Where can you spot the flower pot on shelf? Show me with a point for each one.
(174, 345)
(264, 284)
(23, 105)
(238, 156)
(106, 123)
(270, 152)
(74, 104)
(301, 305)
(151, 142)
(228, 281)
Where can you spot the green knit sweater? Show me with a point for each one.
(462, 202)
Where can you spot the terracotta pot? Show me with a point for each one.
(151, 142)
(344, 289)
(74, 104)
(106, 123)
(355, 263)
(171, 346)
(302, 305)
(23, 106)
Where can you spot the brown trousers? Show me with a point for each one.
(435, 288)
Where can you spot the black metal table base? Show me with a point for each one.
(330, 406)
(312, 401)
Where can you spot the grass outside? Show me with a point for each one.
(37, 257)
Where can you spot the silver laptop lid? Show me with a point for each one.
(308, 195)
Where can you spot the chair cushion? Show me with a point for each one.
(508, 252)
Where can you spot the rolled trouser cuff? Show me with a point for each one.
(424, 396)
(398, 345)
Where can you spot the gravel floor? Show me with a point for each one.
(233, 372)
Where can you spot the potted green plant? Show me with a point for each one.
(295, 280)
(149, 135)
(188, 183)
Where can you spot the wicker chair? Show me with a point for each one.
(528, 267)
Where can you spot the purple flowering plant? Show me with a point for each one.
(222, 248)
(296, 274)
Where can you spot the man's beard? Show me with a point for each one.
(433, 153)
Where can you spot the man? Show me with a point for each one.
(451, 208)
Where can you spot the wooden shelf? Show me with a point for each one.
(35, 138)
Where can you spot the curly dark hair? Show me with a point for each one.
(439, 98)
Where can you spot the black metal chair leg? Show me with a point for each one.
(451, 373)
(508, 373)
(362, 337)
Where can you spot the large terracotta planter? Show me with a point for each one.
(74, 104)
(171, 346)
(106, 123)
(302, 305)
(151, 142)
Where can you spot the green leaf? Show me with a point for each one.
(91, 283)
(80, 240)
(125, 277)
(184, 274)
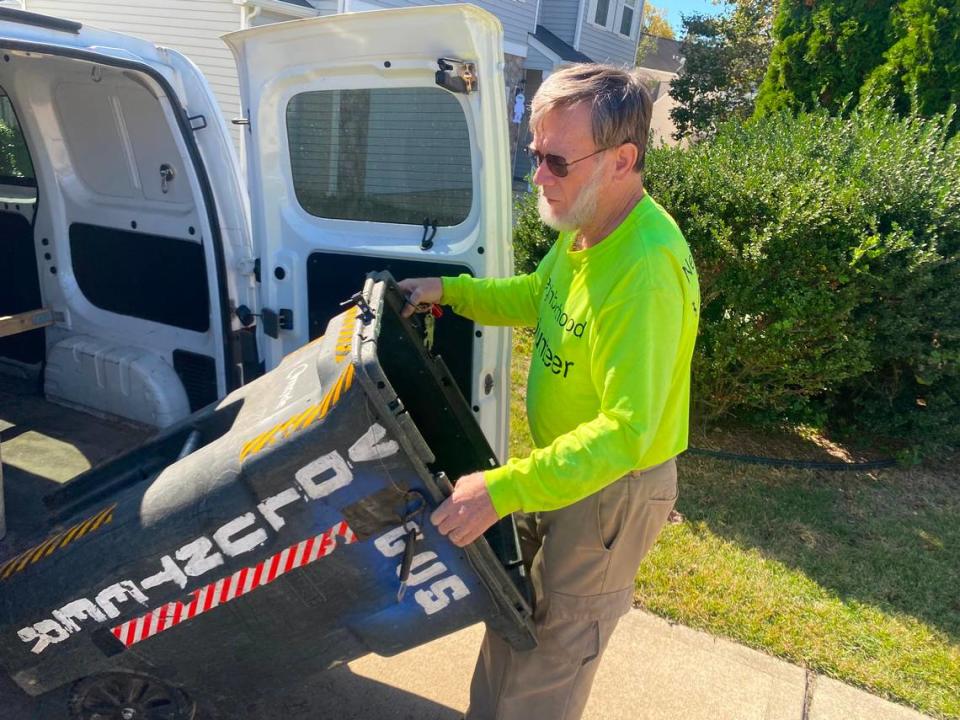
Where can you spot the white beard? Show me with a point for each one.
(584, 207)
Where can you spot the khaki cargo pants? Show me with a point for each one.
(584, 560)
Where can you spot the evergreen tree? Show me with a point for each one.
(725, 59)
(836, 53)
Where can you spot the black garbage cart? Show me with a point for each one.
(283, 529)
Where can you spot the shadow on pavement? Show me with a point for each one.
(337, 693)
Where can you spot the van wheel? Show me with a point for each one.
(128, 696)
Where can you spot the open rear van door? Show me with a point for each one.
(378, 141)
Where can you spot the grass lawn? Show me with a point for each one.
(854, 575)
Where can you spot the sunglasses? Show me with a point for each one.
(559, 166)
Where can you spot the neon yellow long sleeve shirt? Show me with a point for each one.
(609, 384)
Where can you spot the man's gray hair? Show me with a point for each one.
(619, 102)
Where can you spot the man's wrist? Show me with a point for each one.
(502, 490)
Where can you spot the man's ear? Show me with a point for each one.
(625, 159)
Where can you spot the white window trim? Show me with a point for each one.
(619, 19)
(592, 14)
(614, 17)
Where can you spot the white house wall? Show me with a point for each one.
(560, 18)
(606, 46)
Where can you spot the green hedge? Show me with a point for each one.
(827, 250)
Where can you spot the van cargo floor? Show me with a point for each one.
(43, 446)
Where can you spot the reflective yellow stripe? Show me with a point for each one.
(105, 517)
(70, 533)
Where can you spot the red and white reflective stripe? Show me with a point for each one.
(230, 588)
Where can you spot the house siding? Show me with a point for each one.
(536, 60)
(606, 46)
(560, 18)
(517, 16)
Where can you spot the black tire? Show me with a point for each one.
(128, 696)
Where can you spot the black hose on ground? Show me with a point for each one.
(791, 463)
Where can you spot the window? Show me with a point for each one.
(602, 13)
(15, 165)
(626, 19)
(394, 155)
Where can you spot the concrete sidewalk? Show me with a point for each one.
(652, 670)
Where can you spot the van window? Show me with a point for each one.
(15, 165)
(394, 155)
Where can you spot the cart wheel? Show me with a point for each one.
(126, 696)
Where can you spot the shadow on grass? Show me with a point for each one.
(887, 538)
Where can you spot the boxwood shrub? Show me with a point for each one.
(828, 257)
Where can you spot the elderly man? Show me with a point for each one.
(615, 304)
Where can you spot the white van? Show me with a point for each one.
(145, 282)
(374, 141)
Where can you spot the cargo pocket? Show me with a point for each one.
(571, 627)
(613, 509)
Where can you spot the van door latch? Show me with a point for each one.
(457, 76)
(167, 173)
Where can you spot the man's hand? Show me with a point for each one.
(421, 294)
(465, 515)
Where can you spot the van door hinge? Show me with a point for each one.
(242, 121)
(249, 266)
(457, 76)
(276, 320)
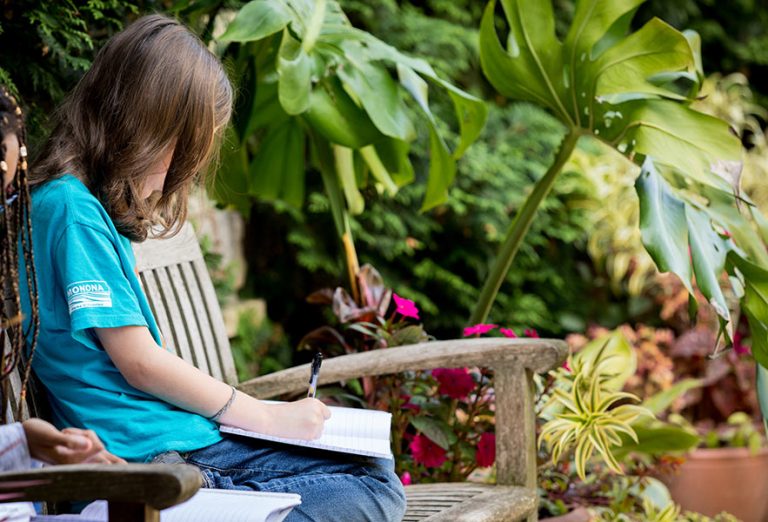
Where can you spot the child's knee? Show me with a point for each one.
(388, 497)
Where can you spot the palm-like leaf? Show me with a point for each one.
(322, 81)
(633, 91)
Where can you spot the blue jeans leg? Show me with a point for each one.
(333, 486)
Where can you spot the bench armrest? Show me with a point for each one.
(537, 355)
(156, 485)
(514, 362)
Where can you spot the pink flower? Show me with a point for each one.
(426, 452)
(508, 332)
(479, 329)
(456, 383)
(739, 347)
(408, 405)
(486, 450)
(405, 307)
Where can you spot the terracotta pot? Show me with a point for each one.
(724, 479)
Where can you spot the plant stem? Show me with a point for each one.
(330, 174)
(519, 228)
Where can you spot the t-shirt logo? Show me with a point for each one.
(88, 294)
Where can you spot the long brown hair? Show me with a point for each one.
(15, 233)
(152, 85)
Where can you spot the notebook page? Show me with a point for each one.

_ _ _ _ _

**YOUR ASSIGNMENT:** What is needed here is each line above set down word for word, minus the images.

**REPLY TO THE EXERCISE:**
Where can you spot the flower pot on shelf? Show me with a point for each one.
(174, 345)
(264, 284)
(23, 105)
(238, 156)
(106, 123)
(270, 152)
(74, 104)
(301, 305)
(151, 142)
(228, 281)
Where can you spot the green knit sweater? Show me with a point for each one.
(462, 202)
Where can you spot the terracotta pot? Show me with a point for each one.
(151, 142)
(344, 289)
(74, 104)
(106, 123)
(355, 263)
(171, 346)
(302, 305)
(23, 106)
Where can you spot the brown trousers? Show me with a point for each one.
(435, 288)
Where can you spot the black metal table base? Show me with a point for each one.
(330, 406)
(312, 401)
Where can you spot the grass outside? Show me with a point for each one.
(37, 257)
Where can you spot the silver laptop lid? Show me with a point for each one.
(308, 195)
Where can you spot the chair cushion? Show me with a point for each one.
(508, 252)
Where can you spot the rolled trouser cuff? Show me with a point for each one.
(424, 396)
(398, 345)
Where can you spot the gravel floor? Show me with a point for each one.
(233, 372)
Where can you spot the potted green plant? Show me with a point for each one.
(295, 280)
(149, 135)
(188, 183)
Where can you spot the wicker chair? Show me with a point for each one.
(528, 267)
Where can you spot the purple flowering plant? Show me with a point for each one.
(222, 248)
(296, 274)
Where can you spot the man's beard? Show me with a point for each one.
(433, 153)
Where can you spot the man? Show me with a point for each one.
(451, 208)
Where can you spot the wooden shelf? Show me with a point for each one.
(35, 138)
Where can you spot the curly dark hair? Show me with a point for each one.
(439, 98)
Where can you spot the black metal chair leg? Show me with a point for each one.
(451, 373)
(508, 373)
(362, 337)
Where can you spot the large terracotta planter? Show me with a point for each one.
(74, 104)
(171, 346)
(106, 123)
(302, 305)
(151, 142)
Where can you spot the green leaf? Show me with a point for each one.
(91, 283)
(80, 240)
(125, 277)
(184, 274)
Where can you spot the white beard? Show me with a point for each one.
(584, 207)
Where can you spot the khaki cargo pants? Show me with a point for each one.
(584, 560)
Where can you spot the evergreen tree? Show me with a point for each one.
(725, 59)
(836, 53)
Where can you spot the black garbage cart? Show me with a point for each one.
(283, 529)
Where can you spot the shadow on pavement? Show me with a point for each one.
(337, 693)
Where can you spot the van wheel? Show me with a point for each one.
(128, 696)
Where can you spot the open rear van door? Show me with a point for each one.
(378, 141)
Where can you spot the grass lawn? Show me with a point for each one.
(854, 575)
Where can you spot the sunglasses? Show me with a point for each one.
(559, 166)
Where can you spot the neon yellow long sleeve shirt? Show me with a point for each one.
(609, 384)
Where can you spot the man's gray hair? Show me with a point for each one.
(619, 102)
Where can you spot the man's wrist? Show me with a point for each one.
(502, 490)
Where can you spot the man's ear? Show me with a point for each one.
(625, 159)
Where can you spot the white window trim? Show me with a point for each one.
(619, 19)
(592, 14)
(614, 17)
Where can you spot the white house wall? Show me with a point for each one.
(560, 18)
(606, 46)
Where can you spot the green hedge? Show me with a point for each one.
(827, 250)
Where can you spot the van cargo floor? Show me with a point for each one.
(43, 446)
Where can you spot the reflective yellow stripe? Show me with a point for each one.
(105, 517)
(70, 533)
Where can you spot the red and white reflective stripe? Show me with a point for each one.
(230, 588)
Where can you spot the house siding? Show me with a point for each one.
(536, 60)
(606, 46)
(560, 18)
(517, 16)
Where can you spot the black tire? Show me with a point for each one.
(128, 696)
Where can you spot the black hose on ground? Show me with a point for each one.
(791, 463)
Where can you spot the window? Show me with a point for each one.
(602, 13)
(15, 165)
(626, 19)
(394, 155)
Where can you spot the concrete sidewalk? Show me with a point for each one.
(652, 670)
Where can you spot the van window? Show me with a point for each one.
(15, 165)
(394, 155)
Where can you spot the cart wheel? Show me with a point for each one.
(126, 696)
Where can you spot the shadow on grass? Show me with a point for each one.
(887, 538)
Where can you spot the boxwood shrub? Show me with a point for each one.
(828, 257)
Where can you spot the elderly man? Show me with a point for each one.
(615, 304)
Where can you spot the white van? Show me with a point for each one.
(145, 282)
(374, 141)
Where can you spot the cargo pocket? Show me with a point for each one.
(571, 627)
(613, 509)
Where can you spot the van door latch? Show me with a point for each one.
(457, 76)
(167, 173)
Where can you spot the man's hand? Show me with a point for each one.
(421, 294)
(465, 515)
Where can you spot the van door hinge? Show me with a point for each one.
(242, 121)
(249, 266)
(457, 76)
(276, 320)
Where can you spot the child's knee? Show me with a point for each one.
(388, 497)
Where can you spot the palm-like leaf? Show me with a point for each one.
(322, 81)
(633, 91)
Where can you spot the blue jeans leg? Show me with a point for each one.
(333, 486)
Where can you spot the bench armrest? Show me with a point for each one.
(537, 355)
(156, 485)
(514, 362)
Where can you spot the pink flower? Show me with a point for each one.
(426, 452)
(508, 332)
(479, 329)
(456, 383)
(739, 347)
(408, 405)
(486, 450)
(405, 307)
Where can you spot the terracotta pot? Show me with a point for each one.
(724, 479)
Where can you spot the plant stem? Show me with a point for each one.
(330, 174)
(519, 228)
Where can you spot the t-shirt logo? Show me with a point for each one.
(88, 294)
Where can you spot the long brown hair? Show me with a point for each one.
(15, 233)
(152, 85)
Where can you spot the notebook page? Show me with a point for each one.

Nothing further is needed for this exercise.